* Your goal: Update the travel blog text beginning at the words "We looked at" and stopping after "our meal choice.", replacing "ketch" with "schooner".

Portobello was beautiful in the sunshine, and sadly Kizzy and I didn´t take any photos there.  Hopefully we will get some from Selina soon.  Selina was a revelation when we hit port.  I have never met anyone who gets hit on as much as she does.  She is very pretty but even so, every man we met (and I mean every man - barring YouYou and myself, who were of course complete gentlemen) made a beeline for her and set about explaining their romanitc intentions towards her.  I don´t know if there was just something in the water in Panama (or the beer) but this happened in the San Blas, in Portobelo, on the bus, at the canal, and it was still going on when we left her in Panama City.  I felt a little sorry for the other 5 girls who were travelling about with us.







Wednesday 6 June 2012

Have bathers, will travel

   We arrived in Cartagena at some silly time in the morning, very thankful to be ushered into our hostel room for more sleep.  We sweltered for three hours in temperatures that would be considered cruel and inhumane for livestock before heading out to find a passage to Panama.  We met Selina, a fellow Londoner (well, Essex girl, actually), and spent the next few days wandering around Cartagena and upsetting the port authorities by playing hide and seek among the sailing boats while scouting out a berth to Panama.  Evidently you can´t just turn up and look around, which made no sense to any of us so we did all we could to misunderstand the very clear instructions from the security guard.

   We looked at a couple of unsuitable boats (and unsuitable captains).  One of the skippers assured us that his boat was a naked boat.  We laughed this off but he kept on insisting and so we left and warned the girl running the Blue Sailing charter office that he might be a bit of a sleaze.  She took note and later we ran into her at the marina and found out Mr Naked was her boyfriend, which was a little awkward for all of us.

   Luckily we also found a beautiful 50 foot vagabond ketch, built for an ´80s TV show complete with pirate flag and dreadlocked Polish captain, YouYou.  Very excited at the prospect of 5 days in luxury and paradise we rewarded ourselves with a the best curry in South America before returning to our sauna of a hostel room for an evening of regretting our meal choice.




Kizzy was somewhat surprised to find herself a millionaire all of a sudden as we put together a truly unsuitable sum of money to pay a pirate for our passage.

(Pointing listing)
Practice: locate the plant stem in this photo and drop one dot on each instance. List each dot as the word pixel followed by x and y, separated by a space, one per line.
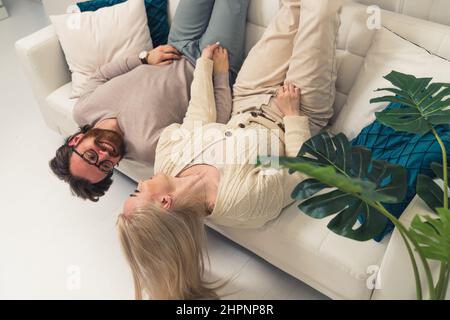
pixel 445 165
pixel 442 285
pixel 446 281
pixel 406 236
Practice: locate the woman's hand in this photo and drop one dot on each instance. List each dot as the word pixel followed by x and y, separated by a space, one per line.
pixel 221 62
pixel 163 55
pixel 208 52
pixel 288 98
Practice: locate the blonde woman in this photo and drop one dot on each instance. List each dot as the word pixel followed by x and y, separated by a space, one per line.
pixel 207 170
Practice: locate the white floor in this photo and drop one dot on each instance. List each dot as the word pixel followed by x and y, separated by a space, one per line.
pixel 55 246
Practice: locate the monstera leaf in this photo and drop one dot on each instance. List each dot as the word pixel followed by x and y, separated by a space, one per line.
pixel 424 104
pixel 430 192
pixel 348 182
pixel 433 235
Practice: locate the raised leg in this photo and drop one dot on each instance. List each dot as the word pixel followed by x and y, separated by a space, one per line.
pixel 227 25
pixel 312 66
pixel 267 63
pixel 189 24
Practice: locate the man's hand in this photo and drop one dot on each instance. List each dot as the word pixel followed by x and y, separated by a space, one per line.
pixel 163 55
pixel 208 52
pixel 288 98
pixel 221 63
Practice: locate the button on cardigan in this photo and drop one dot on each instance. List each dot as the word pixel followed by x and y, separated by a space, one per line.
pixel 248 195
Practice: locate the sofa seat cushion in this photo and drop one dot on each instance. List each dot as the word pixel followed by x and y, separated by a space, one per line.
pixel 306 249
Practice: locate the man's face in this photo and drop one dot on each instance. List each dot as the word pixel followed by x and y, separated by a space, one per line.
pixel 105 146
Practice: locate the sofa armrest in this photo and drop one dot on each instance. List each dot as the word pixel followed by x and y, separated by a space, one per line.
pixel 43 60
pixel 396 276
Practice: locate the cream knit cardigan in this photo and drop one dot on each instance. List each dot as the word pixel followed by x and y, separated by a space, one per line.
pixel 248 197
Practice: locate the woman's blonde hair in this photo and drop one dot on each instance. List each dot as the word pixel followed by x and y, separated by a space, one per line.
pixel 166 250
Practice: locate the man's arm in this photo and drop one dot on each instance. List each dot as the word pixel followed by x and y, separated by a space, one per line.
pixel 162 55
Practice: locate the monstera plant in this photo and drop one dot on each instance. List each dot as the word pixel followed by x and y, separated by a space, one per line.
pixel 346 183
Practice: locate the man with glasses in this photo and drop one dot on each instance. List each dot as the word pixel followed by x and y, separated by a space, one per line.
pixel 127 103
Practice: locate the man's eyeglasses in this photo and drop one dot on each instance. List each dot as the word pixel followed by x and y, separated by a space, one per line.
pixel 91 157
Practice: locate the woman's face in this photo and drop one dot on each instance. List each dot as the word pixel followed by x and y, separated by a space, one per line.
pixel 156 189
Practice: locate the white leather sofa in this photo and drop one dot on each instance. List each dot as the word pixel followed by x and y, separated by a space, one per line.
pixel 299 245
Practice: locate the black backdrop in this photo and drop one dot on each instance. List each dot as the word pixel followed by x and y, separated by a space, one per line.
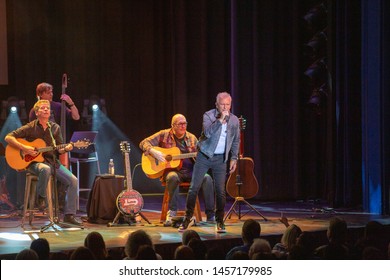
pixel 152 59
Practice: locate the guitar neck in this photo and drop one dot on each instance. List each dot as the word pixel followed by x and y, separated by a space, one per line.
pixel 183 156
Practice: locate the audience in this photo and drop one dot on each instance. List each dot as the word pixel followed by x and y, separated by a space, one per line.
pixel 184 252
pixel 288 240
pixel 146 252
pixel 260 247
pixel 374 236
pixel 95 242
pixel 337 248
pixel 294 245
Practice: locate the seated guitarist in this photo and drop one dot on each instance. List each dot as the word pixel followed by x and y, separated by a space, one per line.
pixel 178 136
pixel 50 133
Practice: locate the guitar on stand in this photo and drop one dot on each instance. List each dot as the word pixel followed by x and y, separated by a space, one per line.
pixel 64 158
pixel 129 202
pixel 242 183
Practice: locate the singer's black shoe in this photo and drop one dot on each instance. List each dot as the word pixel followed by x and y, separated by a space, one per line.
pixel 70 219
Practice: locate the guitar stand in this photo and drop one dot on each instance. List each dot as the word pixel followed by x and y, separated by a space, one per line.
pixel 237 201
pixel 129 218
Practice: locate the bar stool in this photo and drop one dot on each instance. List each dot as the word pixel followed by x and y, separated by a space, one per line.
pixel 30 198
pixel 164 205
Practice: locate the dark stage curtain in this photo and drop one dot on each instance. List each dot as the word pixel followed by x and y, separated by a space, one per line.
pixel 151 59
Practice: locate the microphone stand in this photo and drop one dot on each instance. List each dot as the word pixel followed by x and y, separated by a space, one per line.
pixel 53 217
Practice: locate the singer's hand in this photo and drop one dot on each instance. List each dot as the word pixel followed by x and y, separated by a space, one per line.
pixel 224 116
pixel 157 155
pixel 29 150
pixel 67 98
pixel 68 148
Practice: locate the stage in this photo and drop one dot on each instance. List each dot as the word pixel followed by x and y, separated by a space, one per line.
pixel 312 216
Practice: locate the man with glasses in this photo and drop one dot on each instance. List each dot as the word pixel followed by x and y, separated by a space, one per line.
pixel 217 150
pixel 50 133
pixel 178 136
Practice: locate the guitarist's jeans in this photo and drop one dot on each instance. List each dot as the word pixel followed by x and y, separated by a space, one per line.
pixel 218 168
pixel 43 171
pixel 173 180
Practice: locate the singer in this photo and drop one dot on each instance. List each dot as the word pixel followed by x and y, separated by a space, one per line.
pixel 49 132
pixel 218 147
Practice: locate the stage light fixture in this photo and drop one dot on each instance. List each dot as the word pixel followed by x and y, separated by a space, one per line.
pixel 316 17
pixel 316 47
pixel 317 72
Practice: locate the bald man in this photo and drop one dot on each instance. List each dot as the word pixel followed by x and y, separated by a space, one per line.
pixel 178 136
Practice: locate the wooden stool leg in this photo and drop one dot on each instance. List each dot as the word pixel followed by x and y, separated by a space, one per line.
pixel 49 196
pixel 26 198
pixel 164 206
pixel 197 210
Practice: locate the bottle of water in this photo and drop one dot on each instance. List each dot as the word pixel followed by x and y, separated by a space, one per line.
pixel 111 167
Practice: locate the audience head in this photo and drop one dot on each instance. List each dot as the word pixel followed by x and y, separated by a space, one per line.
pixel 95 242
pixel 27 254
pixel 373 229
pixel 239 255
pixel 41 247
pixel 198 247
pixel 135 240
pixel 290 236
pixel 259 245
pixel 216 252
pixel 146 252
pixel 184 252
pixel 250 230
pixel 82 253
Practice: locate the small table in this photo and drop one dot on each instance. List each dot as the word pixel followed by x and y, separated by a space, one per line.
pixel 101 205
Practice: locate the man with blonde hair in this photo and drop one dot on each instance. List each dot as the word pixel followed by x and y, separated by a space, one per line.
pixel 50 133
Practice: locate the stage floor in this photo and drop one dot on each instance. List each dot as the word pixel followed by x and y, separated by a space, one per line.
pixel 311 216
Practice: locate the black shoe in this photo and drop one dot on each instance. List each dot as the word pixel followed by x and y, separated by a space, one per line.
pixel 220 228
pixel 70 219
pixel 41 203
pixel 187 223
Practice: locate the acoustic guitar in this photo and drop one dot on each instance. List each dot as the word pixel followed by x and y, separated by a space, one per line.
pixel 247 187
pixel 153 168
pixel 20 161
pixel 129 201
pixel 64 158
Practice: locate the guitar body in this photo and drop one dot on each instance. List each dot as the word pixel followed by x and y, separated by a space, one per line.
pixel 18 160
pixel 130 202
pixel 154 168
pixel 250 186
pixel 64 158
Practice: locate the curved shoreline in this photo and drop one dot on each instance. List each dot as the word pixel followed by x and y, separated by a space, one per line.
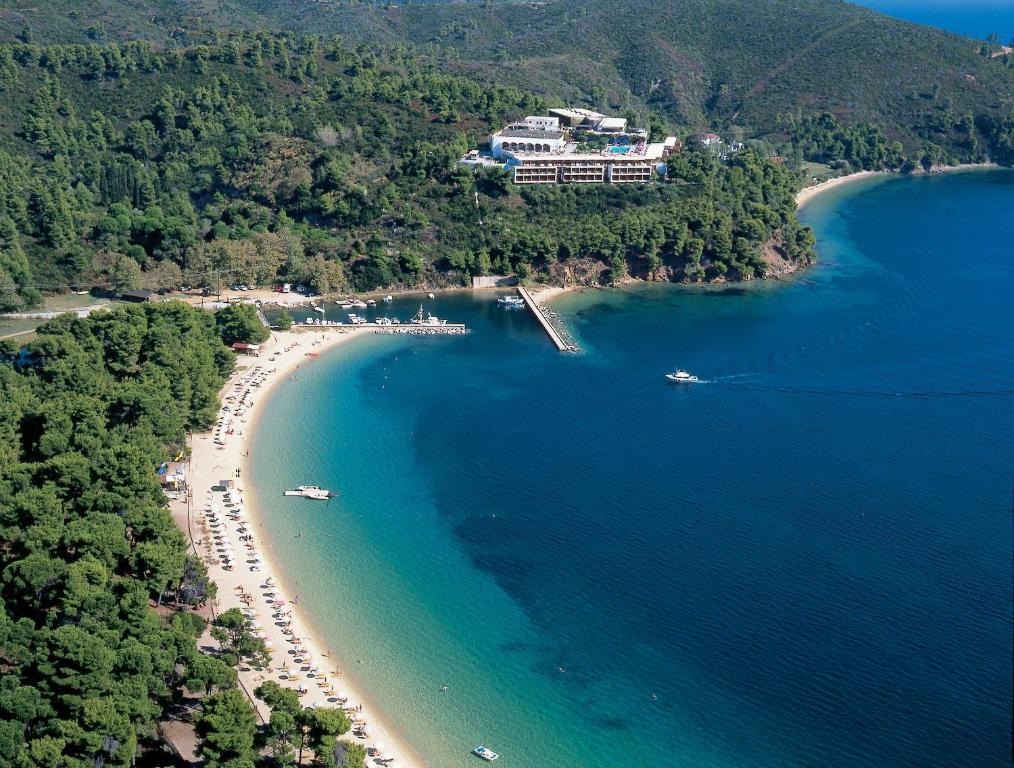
pixel 210 463
pixel 807 194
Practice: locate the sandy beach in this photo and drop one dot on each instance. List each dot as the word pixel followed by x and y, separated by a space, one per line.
pixel 226 530
pixel 807 194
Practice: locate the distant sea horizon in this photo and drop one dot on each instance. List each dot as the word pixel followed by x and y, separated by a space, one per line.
pixel 973 18
pixel 802 561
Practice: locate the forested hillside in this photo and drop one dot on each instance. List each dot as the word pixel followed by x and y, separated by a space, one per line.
pixel 726 64
pixel 87 412
pixel 265 157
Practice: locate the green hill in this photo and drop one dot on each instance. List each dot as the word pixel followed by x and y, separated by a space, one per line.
pixel 268 157
pixel 735 65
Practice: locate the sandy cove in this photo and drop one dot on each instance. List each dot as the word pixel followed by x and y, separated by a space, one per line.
pixel 807 194
pixel 256 584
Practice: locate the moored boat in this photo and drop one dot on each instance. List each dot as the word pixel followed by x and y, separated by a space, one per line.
pixel 429 320
pixel 311 492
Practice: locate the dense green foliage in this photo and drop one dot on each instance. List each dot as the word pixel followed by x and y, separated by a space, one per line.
pixel 87 412
pixel 266 157
pixel 293 728
pixel 726 64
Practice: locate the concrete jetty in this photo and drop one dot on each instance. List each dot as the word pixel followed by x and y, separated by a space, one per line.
pixel 554 335
pixel 404 329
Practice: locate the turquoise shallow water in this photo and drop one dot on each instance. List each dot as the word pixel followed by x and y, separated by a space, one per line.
pixel 974 18
pixel 806 560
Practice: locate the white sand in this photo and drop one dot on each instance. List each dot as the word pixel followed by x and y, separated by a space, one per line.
pixel 548 293
pixel 806 195
pixel 212 462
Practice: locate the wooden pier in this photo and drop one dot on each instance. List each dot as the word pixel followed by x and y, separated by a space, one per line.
pixel 403 329
pixel 554 335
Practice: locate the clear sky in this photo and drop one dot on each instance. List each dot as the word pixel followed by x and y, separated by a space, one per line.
pixel 976 18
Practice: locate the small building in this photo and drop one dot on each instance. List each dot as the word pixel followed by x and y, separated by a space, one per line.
pixel 611 125
pixel 541 123
pixel 525 140
pixel 242 348
pixel 172 476
pixel 137 295
pixel 573 117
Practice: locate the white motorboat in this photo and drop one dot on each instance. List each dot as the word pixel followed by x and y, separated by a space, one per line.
pixel 485 753
pixel 681 376
pixel 311 492
pixel 429 320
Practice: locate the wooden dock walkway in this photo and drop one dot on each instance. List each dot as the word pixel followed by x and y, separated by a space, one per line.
pixel 404 329
pixel 554 335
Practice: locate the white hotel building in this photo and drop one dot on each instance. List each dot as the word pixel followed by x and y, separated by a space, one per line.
pixel 539 150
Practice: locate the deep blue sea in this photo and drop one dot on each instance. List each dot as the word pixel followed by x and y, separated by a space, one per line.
pixel 974 18
pixel 803 561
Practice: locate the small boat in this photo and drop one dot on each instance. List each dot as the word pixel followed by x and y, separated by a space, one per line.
pixel 430 320
pixel 311 492
pixel 681 376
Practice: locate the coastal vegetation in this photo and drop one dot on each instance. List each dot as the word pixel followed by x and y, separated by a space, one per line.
pixel 98 637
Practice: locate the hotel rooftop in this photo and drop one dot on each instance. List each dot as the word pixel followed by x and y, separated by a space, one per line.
pixel 556 148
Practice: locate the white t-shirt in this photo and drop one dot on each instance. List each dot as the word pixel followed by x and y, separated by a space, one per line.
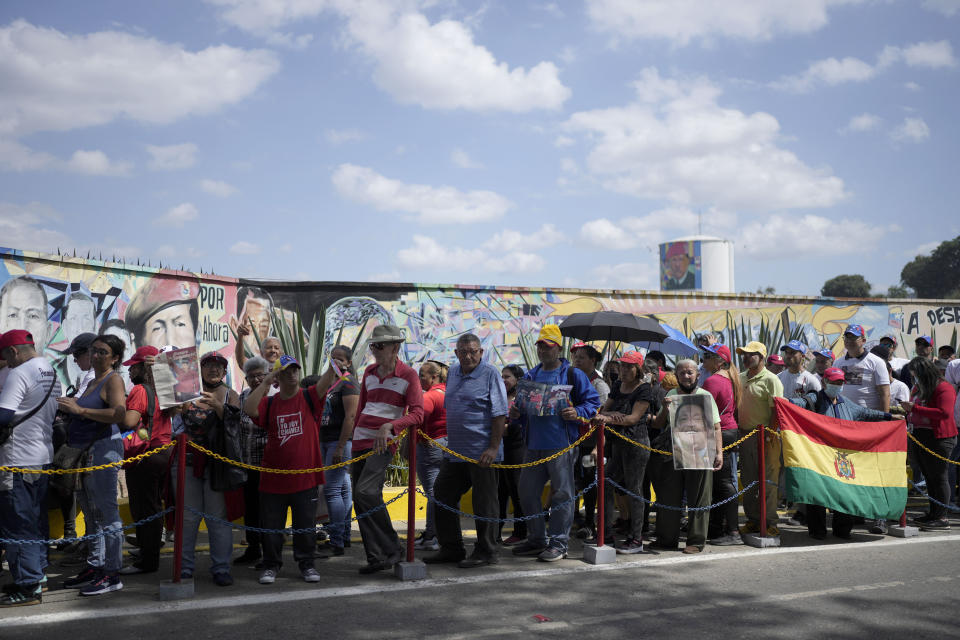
pixel 863 376
pixel 796 385
pixel 31 442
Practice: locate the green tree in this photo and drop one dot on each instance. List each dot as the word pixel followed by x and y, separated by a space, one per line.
pixel 936 275
pixel 846 286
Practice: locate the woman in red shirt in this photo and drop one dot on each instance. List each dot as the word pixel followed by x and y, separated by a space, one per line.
pixel 931 414
pixel 433 381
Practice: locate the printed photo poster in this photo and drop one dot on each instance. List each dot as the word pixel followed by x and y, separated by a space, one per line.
pixel 176 374
pixel 539 399
pixel 680 266
pixel 694 443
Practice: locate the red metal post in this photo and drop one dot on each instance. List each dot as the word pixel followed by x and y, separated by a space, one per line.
pixel 178 526
pixel 600 486
pixel 761 433
pixel 411 492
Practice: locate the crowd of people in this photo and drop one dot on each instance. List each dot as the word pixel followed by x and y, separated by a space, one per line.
pixel 671 431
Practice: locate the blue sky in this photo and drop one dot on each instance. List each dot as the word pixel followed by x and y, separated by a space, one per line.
pixel 498 142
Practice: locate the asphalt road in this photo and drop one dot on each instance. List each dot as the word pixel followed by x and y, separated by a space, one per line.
pixel 873 587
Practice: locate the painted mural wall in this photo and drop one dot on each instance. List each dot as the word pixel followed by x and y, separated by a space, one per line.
pixel 56 298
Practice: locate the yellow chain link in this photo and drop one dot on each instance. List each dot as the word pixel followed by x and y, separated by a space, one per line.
pixel 509 466
pixel 933 453
pixel 99 467
pixel 251 467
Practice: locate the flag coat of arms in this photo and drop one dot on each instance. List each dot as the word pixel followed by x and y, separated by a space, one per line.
pixel 853 467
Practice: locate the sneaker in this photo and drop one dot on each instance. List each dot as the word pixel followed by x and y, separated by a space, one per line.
pixel 528 549
pixel 105 584
pixel 936 525
pixel 630 545
pixel 22 596
pixel 552 554
pixel 222 579
pixel 427 544
pixel 82 579
pixel 269 576
pixel 729 540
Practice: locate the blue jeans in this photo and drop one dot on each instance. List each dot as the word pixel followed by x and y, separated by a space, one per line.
pixel 198 494
pixel 429 459
pixel 21 508
pixel 532 480
pixel 97 498
pixel 337 492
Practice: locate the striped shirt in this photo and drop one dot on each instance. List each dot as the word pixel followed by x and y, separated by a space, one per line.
pixel 397 398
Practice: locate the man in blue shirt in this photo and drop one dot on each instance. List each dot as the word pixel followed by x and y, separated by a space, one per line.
pixel 476 405
pixel 545 435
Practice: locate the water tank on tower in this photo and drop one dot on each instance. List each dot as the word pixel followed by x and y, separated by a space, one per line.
pixel 697 263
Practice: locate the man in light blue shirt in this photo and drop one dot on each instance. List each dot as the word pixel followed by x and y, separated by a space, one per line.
pixel 476 405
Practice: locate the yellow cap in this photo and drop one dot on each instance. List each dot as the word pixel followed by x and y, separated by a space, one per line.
pixel 550 333
pixel 753 347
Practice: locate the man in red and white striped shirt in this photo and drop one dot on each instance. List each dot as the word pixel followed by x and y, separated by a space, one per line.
pixel 391 400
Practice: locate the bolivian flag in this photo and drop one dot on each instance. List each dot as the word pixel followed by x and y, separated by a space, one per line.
pixel 858 468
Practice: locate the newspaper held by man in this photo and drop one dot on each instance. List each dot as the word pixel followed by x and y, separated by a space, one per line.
pixel 176 374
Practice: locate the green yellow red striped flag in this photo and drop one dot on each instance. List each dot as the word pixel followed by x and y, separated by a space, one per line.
pixel 858 468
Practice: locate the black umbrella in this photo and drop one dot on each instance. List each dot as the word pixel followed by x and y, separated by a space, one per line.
pixel 613 326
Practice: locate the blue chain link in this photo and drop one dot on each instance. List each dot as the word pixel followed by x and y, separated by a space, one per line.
pixel 474 516
pixel 91 536
pixel 933 500
pixel 290 530
pixel 672 508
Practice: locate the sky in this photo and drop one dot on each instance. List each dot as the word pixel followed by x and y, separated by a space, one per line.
pixel 488 142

* Response below:
We looked at a couple of unsuitable boats (and unsuitable captains).  One of the skippers assured us that his boat was a naked boat.  We laughed this off but he kept on insisting and so we left and warned the girl running the Blue Sailing charter office that he might be a bit of a sleaze.  She took note and later we ran into her at the marina and found out Mr Naked was her boyfriend, which was a little awkward for all of us.

   Luckily we also found a beautiful 50 foot vagabond schooner, built for an ´80s TV show complete with pirate flag and dreadlocked Polish captain, YouYou.  Very excited at the prospect of 5 days in luxury and paradise we rewarded ourselves with a the best curry in South America before returning to our sauna of a hostel room for an evening of regretting our meal choice.